EXCERPTED TEXT ->
But this still represents a relative neglect of consumption in this literature. There are two reasons for this neglect I think. One is either a particular conception of the ‘international’ which renders consumption invisible, since that is regarded to be the site of the local, the personal, everyday life, etc (also Niemann & Davies 2000). This is of course rather odd, given the exactly reversed assumption in the cultural studies literature on consumption where there is much on consumer culture and globalisation (and on which more later). Waters for example suggests that ‘material exchanges localize; political exchanges internationalise; symbolic exchanges globalize’ (1995: 9). Consumption is in this conceptualisation therefore precisely the site of the most globalised set of practices, the site where shared identities are forged through the imagery and meanings of different products (Coke, Nike, McDonalds, etc being the usual suspects here).

 

The second reason for the neglect of consumption is the Marxian ontology of much IPE.[7] Here, consumption is often thought of either as epiphenomena, simply unimportant in explaining the main dynamics of capitalist development, and/or, again, false consciousness, an abstraction from the ‘real’. If the principal motor of capitalist development is the efficiency of exploitation embedded in the wage-labour form, and the social and political conflict that results from such a class relation of production, then the acts of consumption are intrinsically unimportant from a political-economic point of view. And second, since the principal source of human identity – our ‘species-being’ in Marx’s terms, is derived from labour (see for example Marx 1844/1977: 66-74), then any attempt to ground identity in other practices such as consumptive ones is an ideological move which distracts from the effort to produce a society without alienated labour. Practices of consumption, in this language, may be regarded as passive acts to satisfy particular needs or wants, rather than the more active production of self (if alienated under capitalism) involved in labour.[8] There are clearly more fruitful ways in which consumption may be dealt with in Marxism, through for example a focus on the production-distribution-exchange cycles by which M becomes M’ – the whole process of commodification. There is much room in this aspect of Marx’s work to focus on consumption as part of this political-economic cycle, but there is as yet no work IPE which engages the subject this way (even in those works which do take Marx’s analysis of such processes in general as a starting point – for example van der Pijl 1998, the point is not developed).

 

There is of course an enormous set of literatures on consumption that I have so far ignored. In sociology, cultural studies, economic anthropology, cultural and economic geography, and cultural history (at least), there is massive amounts of work done which we might anticipate that there are resources to help us.[9] Much of this work takes as one of its starting points the limits of a ‘false consciousness’ explanation of consumption practices.

 

But there is a completely different definition of consumption amongst these genres than in economic or ecological accounts. Instead of focusing largely on aggregate measures of consumption, which thus becomes an objectified ‘measure’, consumption is viewed largely from the point of view of individual and collective practices of consumption, focusing on the meanings of the things consumed for those consuming, and the identities produced through the act of consumption. Consumption is thus interpreted primarily in semiotic terms rather than in terms of the material flows embedded in and produced by specific consumption practices (also Conca, Princen & Maniates 2001: 4).[10] This is enormously important in undermining the simplistic explanations of consumption based in either notions of false consciousness or in naturalised accounts of human ‘desire’, and in correcting a straightforward descriptive account of consumption as ‘total throughput’ which ultimately tells us very little about why this ‘throughput’ occurs.

SHORT TASK 1 -> Reproduce the excerpt on consumption from "There is of" up to and including "of consumption practices.".
SHORT TASK 2 -> List every cited work in the excerpt on consumption that is given with a year, naming each by its author or authors and its year.
SHORT TASK 3 ->
Answer from the excerpt on consumption:
(a) According to the quotation from Waters, what do political exchanges do?
(b) What does the excerpt name as the principal source of human identity in Marx's terms?
(c) In the genres with a different definition of consumption, in what terms is consumption primarily interpreted?
The data that follows is not needed for anything here.

Labeled point records:
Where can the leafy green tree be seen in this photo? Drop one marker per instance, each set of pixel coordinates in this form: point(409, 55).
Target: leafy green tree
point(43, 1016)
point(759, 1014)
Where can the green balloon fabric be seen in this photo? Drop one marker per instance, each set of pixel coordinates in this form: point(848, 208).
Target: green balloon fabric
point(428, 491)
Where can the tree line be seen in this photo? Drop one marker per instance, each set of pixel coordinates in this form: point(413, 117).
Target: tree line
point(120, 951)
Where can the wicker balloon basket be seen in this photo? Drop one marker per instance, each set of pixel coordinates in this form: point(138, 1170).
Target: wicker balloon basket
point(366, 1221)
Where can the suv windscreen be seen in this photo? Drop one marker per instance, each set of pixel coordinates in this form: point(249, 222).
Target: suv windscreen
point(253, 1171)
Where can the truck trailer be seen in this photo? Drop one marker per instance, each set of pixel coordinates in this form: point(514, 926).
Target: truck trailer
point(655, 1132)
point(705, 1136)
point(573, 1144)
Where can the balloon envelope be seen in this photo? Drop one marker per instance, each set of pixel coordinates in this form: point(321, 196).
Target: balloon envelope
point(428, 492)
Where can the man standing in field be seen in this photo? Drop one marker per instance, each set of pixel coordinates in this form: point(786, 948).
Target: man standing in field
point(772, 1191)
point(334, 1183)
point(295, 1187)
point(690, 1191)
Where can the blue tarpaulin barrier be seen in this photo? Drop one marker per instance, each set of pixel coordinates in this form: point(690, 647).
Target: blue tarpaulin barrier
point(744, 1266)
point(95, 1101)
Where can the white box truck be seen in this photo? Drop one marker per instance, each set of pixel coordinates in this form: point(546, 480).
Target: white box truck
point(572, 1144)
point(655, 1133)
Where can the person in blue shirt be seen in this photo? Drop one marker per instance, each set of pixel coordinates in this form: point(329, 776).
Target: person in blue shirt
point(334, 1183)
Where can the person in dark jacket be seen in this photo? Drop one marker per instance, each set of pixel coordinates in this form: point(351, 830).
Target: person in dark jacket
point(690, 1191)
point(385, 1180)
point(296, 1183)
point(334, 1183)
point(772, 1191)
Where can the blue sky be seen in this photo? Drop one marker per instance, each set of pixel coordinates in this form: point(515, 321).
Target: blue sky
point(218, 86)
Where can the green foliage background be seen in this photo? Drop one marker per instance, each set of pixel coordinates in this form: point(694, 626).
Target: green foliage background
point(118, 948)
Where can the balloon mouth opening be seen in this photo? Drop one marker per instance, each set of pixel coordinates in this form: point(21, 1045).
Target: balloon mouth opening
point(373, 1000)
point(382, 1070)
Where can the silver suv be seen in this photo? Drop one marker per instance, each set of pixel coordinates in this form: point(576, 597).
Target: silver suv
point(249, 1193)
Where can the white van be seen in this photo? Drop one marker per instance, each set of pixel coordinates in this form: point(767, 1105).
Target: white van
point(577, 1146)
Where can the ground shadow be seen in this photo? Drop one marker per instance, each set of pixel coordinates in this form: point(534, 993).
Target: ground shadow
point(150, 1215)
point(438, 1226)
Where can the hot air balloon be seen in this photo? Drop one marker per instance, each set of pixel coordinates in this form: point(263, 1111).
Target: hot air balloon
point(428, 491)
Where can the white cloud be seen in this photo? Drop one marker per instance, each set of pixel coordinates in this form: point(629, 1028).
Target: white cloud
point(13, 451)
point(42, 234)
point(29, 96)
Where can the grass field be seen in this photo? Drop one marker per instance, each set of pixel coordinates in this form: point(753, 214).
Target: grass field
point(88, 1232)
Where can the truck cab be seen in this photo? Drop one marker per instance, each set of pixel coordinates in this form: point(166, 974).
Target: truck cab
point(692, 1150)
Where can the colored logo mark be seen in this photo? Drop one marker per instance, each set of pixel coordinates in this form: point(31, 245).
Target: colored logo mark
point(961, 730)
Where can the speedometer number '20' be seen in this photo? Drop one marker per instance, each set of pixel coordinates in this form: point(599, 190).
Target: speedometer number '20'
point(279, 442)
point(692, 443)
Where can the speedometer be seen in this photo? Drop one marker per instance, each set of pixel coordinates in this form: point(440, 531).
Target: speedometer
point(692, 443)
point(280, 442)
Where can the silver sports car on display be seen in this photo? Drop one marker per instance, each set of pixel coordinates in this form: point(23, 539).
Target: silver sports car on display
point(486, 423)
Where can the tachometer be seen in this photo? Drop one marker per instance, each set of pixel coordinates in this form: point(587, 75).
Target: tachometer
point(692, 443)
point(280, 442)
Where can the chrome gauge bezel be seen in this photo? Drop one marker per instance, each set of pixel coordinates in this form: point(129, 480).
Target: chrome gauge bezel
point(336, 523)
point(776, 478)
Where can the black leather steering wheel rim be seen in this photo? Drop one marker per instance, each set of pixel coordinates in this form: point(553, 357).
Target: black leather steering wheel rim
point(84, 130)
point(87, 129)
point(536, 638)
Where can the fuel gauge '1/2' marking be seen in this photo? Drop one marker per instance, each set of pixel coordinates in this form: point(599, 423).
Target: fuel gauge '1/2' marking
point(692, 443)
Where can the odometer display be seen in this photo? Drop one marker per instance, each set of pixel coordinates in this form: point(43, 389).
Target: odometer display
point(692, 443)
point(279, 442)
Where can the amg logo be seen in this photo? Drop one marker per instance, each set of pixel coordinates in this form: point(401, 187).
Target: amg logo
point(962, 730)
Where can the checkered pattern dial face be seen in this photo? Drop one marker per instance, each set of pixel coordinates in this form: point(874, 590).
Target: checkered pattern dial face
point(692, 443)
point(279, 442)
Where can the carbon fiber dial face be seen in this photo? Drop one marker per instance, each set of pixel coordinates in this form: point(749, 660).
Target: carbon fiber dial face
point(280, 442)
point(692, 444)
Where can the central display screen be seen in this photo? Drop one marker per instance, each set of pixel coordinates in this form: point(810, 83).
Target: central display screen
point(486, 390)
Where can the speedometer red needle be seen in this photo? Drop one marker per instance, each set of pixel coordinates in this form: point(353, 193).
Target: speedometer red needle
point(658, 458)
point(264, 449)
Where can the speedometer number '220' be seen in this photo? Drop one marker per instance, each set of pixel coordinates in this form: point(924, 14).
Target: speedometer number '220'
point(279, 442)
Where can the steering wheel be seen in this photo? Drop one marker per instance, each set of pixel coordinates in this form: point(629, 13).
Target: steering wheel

OUTPUT 1 ->
There is of course an enormous set of literatures on consumption that I have so far ignored. In sociology, cultural studies, economic anthropology, cultural and economic geography, and cultural history (at least), there is massive amounts of work done which we might anticipate that there are resources to help us.[9] Much of this work takes as one of its starting points the limits of a ‘false consciousness’ explanation of consumption practices.

OUTPUT 2 ->
Niemann & Davies 2000
Waters 1995
Marx 1844/1977
van der Pijl 1998
Conca, Princen & Maniates 2001

OUTPUT 3 ->
(a) They internationalise.
(b) Labour.
(c) Semiotic terms.